+++ Task data

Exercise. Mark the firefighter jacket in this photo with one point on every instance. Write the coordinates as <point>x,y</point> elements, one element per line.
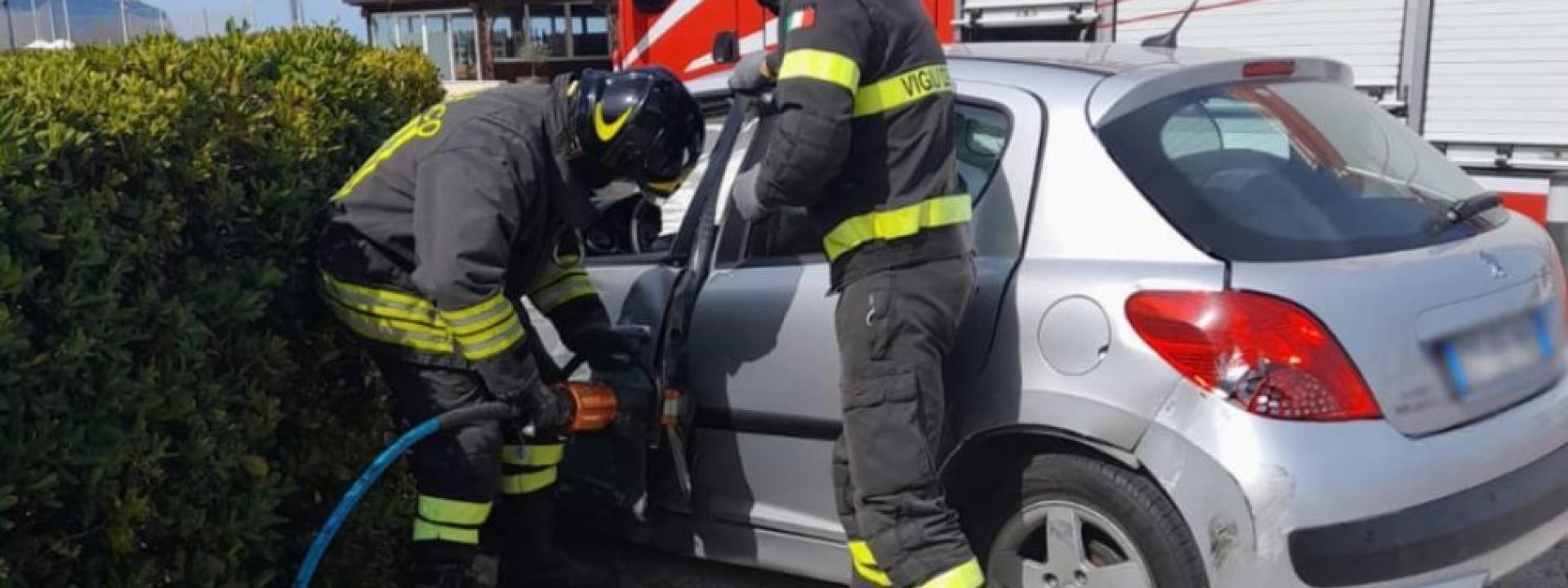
<point>864,136</point>
<point>431,243</point>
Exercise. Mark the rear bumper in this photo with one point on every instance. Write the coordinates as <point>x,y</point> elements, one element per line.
<point>1433,535</point>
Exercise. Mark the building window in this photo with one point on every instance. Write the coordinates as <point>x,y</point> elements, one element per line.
<point>548,30</point>
<point>449,38</point>
<point>507,37</point>
<point>590,32</point>
<point>383,32</point>
<point>465,47</point>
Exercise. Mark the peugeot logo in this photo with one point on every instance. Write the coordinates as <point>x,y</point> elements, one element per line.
<point>1496,267</point>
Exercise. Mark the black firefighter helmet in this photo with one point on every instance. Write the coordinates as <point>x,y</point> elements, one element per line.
<point>639,126</point>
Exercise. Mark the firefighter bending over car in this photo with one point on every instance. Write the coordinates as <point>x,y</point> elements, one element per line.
<point>429,250</point>
<point>864,141</point>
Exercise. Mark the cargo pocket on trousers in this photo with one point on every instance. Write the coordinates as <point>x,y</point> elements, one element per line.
<point>886,436</point>
<point>880,318</point>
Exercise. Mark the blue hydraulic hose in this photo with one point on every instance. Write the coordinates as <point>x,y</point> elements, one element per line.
<point>358,491</point>
<point>488,412</point>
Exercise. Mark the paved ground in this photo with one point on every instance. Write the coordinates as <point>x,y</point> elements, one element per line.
<point>653,569</point>
<point>1549,571</point>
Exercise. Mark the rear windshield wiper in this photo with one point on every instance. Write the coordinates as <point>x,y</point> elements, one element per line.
<point>1467,209</point>
<point>1472,206</point>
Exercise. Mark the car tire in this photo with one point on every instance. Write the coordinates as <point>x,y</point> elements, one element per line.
<point>1112,506</point>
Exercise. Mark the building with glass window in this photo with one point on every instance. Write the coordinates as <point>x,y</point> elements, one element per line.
<point>496,39</point>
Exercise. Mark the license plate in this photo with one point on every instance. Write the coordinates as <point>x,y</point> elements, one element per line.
<point>1479,358</point>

++++++

**Given task:** Reproduce all of the data above, switching "every instance" to "each instance" wherever it occurs and keeping everything else the same. Leave the picture out.

**Task solution:**
Exercise. Mark the firefighter jacket in this photo with one point on each instance. Write the coordinates as <point>x,y</point> elements, one element per line.
<point>864,136</point>
<point>431,243</point>
Exercise. Mark the rear bumper in this photo with one point on each instance. Write the coordinates as <point>x,y</point> elements, one element per line.
<point>1433,535</point>
Exercise. Mark the building window in this photo with one point on each instance. Write the coordinates as <point>x,y</point> elements, one element per line.
<point>548,30</point>
<point>449,38</point>
<point>507,37</point>
<point>590,32</point>
<point>383,32</point>
<point>465,47</point>
Exercise. Mark the peugeot logo in this photo with one point on each instance. Write the coordinates as <point>x,y</point> elements, one element per line.
<point>1496,267</point>
Exercise. Mark the black firefighter helmet in this photo with one point on each instance. Write the coordinates as <point>x,y</point> elements, one element per line.
<point>639,126</point>
Exercise. Mark the firefighter bending over car in this photo with one point on each instance. Write the coordinates as <point>x,y</point> elements, one element per line.
<point>429,250</point>
<point>864,141</point>
Exercise. Mark the cargo pocket on trousers in this photo with one point on each instance. Write the coordinates as <point>x,y</point> elements, one element per line.
<point>886,436</point>
<point>880,318</point>
Exercise. Mark the blue hydraulic hose in this photo with one point on each instance. Write the coordinates as <point>x,y</point> elements, one element per line.
<point>358,491</point>
<point>488,412</point>
Exercise. Mark the paved ground in this photo with one point on each instance. Write the coordinates as <point>x,y</point> elements, one element per line.
<point>653,569</point>
<point>1549,571</point>
Exercise. Mark the rear windshield wiper in this photo with one point on each instance. Write the coordinates as <point>x,y</point> elements, one element per line.
<point>1467,209</point>
<point>1472,206</point>
Exercise. Mark the car tire in this photo with one point on each instance. Write the coordinates as <point>x,y</point> elements, one element per line.
<point>1112,506</point>
Exercise. Mark the building with glass window in this photo with one point on each instance. Write the coordinates as <point>x,y</point> elements, one element per line.
<point>496,39</point>
Exercise. Mark the license plate in this photo with one point on each instance. Write the coordinates as <point>x,y</point> elements, one element per line.
<point>1479,358</point>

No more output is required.